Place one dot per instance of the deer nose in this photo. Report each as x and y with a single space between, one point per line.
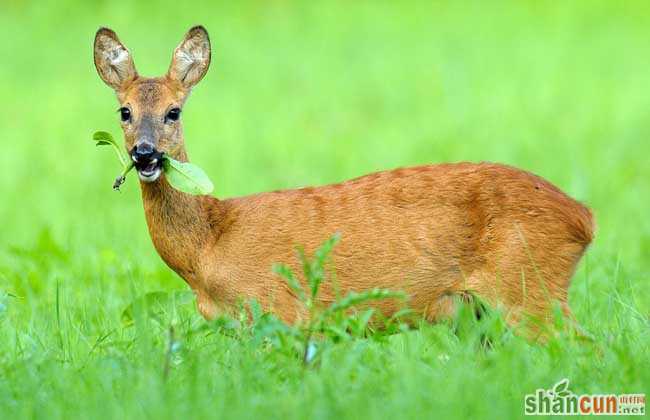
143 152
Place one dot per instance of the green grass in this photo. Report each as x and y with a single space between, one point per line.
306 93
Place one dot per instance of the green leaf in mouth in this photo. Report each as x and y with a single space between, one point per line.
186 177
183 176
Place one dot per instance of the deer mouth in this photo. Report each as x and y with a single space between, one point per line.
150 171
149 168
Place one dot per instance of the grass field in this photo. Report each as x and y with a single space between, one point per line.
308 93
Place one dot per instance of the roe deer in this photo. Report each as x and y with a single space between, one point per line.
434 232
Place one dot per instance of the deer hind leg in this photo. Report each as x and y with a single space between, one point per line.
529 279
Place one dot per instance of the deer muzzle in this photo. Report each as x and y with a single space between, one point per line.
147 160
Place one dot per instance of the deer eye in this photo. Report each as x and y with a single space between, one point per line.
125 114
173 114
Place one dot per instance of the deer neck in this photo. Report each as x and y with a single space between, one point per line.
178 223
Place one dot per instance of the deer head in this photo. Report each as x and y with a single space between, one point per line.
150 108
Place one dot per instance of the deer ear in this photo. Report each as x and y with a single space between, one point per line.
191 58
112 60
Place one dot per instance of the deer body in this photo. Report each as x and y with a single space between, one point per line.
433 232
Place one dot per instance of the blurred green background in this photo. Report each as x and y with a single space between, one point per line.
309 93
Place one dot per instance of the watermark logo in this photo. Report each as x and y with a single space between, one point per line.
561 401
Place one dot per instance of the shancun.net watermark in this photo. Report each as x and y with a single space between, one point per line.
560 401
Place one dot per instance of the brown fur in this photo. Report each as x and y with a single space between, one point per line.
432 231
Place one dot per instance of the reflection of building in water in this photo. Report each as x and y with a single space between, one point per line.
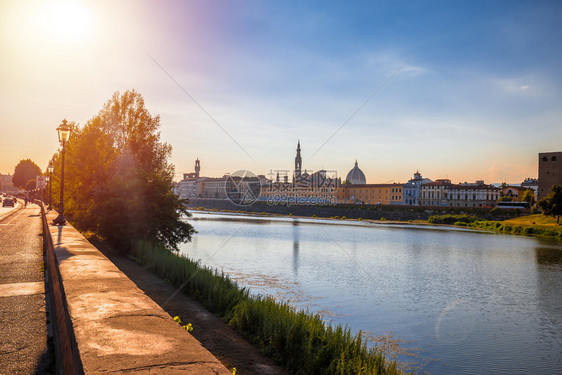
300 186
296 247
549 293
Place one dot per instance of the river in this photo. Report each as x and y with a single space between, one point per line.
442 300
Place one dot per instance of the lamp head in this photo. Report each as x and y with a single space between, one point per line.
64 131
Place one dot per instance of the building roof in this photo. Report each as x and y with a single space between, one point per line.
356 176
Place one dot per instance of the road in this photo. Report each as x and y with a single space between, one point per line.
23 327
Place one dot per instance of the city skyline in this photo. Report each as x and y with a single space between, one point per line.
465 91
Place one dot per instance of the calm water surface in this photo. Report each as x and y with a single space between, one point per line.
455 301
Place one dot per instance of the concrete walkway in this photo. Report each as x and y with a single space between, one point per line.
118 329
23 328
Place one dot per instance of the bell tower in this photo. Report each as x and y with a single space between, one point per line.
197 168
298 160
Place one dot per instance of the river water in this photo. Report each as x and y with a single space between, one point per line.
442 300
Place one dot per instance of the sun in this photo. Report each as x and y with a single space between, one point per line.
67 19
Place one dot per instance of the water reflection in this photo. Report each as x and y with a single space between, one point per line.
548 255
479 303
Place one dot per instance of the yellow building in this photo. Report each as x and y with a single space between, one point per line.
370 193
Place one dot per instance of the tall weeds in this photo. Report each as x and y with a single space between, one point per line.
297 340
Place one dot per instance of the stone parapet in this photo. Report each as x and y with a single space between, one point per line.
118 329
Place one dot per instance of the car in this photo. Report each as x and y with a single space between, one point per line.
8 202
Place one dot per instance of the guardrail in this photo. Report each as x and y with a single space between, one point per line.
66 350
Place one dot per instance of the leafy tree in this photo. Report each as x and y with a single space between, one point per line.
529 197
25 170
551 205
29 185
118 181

...

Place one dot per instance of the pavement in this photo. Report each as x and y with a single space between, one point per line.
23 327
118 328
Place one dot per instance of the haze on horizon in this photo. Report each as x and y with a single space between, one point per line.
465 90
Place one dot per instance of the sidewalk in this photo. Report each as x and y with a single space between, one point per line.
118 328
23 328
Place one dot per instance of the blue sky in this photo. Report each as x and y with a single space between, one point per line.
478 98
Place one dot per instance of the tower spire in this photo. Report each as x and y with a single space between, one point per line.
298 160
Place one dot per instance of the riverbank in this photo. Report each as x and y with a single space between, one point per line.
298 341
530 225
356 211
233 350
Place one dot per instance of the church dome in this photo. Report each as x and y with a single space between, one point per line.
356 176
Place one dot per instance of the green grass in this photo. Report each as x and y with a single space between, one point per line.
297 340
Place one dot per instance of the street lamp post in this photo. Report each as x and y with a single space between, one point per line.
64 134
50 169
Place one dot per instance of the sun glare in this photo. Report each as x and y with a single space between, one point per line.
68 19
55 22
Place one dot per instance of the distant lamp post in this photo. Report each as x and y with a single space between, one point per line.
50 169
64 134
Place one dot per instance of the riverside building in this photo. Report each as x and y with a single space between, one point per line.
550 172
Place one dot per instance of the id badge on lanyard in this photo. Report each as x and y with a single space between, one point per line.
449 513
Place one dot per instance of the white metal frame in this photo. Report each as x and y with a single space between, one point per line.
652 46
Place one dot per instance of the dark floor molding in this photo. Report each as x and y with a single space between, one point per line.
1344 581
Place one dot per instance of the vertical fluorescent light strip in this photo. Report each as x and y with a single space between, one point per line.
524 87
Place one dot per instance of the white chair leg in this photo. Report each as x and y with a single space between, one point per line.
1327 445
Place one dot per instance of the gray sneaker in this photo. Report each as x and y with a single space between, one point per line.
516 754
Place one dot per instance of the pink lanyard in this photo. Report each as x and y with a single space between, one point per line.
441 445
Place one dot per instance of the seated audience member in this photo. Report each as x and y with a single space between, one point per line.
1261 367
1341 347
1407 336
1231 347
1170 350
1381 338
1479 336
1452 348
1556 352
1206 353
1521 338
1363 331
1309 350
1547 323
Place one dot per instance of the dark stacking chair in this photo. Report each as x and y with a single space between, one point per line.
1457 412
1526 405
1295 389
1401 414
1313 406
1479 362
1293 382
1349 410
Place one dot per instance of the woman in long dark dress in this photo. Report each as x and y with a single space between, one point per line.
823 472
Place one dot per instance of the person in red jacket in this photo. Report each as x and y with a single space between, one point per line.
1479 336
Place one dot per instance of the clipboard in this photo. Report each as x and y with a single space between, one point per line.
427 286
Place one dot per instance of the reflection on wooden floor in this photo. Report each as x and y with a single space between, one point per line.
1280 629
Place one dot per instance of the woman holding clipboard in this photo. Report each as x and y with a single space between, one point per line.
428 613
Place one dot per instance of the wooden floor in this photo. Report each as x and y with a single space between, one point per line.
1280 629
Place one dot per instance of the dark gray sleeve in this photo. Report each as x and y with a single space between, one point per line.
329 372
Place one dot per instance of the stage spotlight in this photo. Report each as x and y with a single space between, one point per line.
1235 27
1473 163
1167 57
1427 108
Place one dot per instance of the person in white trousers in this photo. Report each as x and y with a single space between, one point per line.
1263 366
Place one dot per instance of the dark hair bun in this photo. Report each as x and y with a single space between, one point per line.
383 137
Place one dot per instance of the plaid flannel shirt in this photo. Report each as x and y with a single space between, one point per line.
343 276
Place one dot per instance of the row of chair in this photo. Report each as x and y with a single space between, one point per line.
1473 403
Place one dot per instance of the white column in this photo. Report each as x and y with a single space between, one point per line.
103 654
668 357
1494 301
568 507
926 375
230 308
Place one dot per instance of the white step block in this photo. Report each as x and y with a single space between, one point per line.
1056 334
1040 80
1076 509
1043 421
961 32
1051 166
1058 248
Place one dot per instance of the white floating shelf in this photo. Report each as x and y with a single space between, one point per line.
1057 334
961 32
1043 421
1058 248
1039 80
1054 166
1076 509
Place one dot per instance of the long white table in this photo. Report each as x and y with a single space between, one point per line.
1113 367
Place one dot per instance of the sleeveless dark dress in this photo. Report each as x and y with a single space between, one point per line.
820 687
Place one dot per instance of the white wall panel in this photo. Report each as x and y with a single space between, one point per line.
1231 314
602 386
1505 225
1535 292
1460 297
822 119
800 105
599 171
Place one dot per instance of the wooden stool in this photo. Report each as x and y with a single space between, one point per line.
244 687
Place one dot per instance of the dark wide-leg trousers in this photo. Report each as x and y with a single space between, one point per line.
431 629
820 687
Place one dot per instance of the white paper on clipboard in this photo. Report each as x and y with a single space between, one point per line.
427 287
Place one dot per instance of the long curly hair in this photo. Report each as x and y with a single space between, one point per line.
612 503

==

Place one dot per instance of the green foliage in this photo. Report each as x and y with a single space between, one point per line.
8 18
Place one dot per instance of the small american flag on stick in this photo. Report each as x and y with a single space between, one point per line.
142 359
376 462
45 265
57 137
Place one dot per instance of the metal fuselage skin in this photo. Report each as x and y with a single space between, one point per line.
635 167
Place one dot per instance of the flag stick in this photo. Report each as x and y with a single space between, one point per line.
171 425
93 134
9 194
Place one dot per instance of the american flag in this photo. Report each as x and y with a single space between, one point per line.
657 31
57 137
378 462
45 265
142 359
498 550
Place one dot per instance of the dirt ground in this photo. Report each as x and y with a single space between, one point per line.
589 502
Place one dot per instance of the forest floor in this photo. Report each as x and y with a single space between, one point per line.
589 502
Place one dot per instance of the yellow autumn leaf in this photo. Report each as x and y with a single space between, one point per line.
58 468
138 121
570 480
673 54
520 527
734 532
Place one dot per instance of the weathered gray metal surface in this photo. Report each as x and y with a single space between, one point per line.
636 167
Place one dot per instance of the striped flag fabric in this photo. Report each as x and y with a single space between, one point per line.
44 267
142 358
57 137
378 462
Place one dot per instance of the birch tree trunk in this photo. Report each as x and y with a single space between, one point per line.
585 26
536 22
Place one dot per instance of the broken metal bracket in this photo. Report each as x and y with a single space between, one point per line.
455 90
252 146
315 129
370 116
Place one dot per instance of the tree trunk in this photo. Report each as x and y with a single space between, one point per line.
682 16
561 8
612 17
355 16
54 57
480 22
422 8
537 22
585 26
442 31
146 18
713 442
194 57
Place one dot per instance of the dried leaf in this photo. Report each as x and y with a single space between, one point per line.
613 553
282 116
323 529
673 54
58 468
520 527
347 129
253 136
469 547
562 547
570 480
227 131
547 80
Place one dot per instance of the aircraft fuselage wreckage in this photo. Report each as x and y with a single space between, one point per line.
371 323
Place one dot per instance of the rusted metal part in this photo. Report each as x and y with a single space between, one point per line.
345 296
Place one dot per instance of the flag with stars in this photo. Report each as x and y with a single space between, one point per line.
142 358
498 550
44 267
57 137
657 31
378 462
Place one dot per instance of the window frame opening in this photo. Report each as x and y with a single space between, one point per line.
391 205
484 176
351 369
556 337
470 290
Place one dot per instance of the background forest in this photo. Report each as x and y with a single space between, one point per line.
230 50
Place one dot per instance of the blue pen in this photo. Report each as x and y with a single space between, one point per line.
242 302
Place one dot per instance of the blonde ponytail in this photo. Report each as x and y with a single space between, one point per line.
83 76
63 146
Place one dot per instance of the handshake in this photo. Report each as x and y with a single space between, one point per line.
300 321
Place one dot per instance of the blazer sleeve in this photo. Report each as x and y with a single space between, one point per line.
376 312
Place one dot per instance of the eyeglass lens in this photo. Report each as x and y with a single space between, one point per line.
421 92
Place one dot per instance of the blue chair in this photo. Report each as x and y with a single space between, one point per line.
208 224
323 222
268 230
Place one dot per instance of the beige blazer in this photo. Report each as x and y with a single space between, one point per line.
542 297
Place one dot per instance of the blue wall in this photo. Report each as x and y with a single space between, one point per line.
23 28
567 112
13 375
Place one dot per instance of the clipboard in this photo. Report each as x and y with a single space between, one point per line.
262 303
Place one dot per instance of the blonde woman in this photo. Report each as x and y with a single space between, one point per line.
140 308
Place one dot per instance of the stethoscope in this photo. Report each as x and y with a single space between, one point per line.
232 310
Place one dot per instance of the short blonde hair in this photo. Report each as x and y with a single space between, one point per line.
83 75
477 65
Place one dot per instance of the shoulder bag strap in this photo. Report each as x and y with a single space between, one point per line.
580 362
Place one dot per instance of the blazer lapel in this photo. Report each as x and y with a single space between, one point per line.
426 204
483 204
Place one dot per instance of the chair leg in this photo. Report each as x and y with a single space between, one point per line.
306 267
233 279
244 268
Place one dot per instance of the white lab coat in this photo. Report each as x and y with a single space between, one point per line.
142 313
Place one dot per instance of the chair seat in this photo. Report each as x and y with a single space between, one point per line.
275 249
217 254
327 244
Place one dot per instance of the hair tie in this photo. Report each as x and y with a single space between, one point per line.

> [BRIEF]: Copy every line in the records above that contains the word "head".

> [PROBLEM SOLUTION]:
Place one dot per instance of the deer head in this photo. Report each as x and y with a single space between, one point per line.
Place one dot per instance of the lamp head in this photo. Report each as x and y with a single space between, one point per line.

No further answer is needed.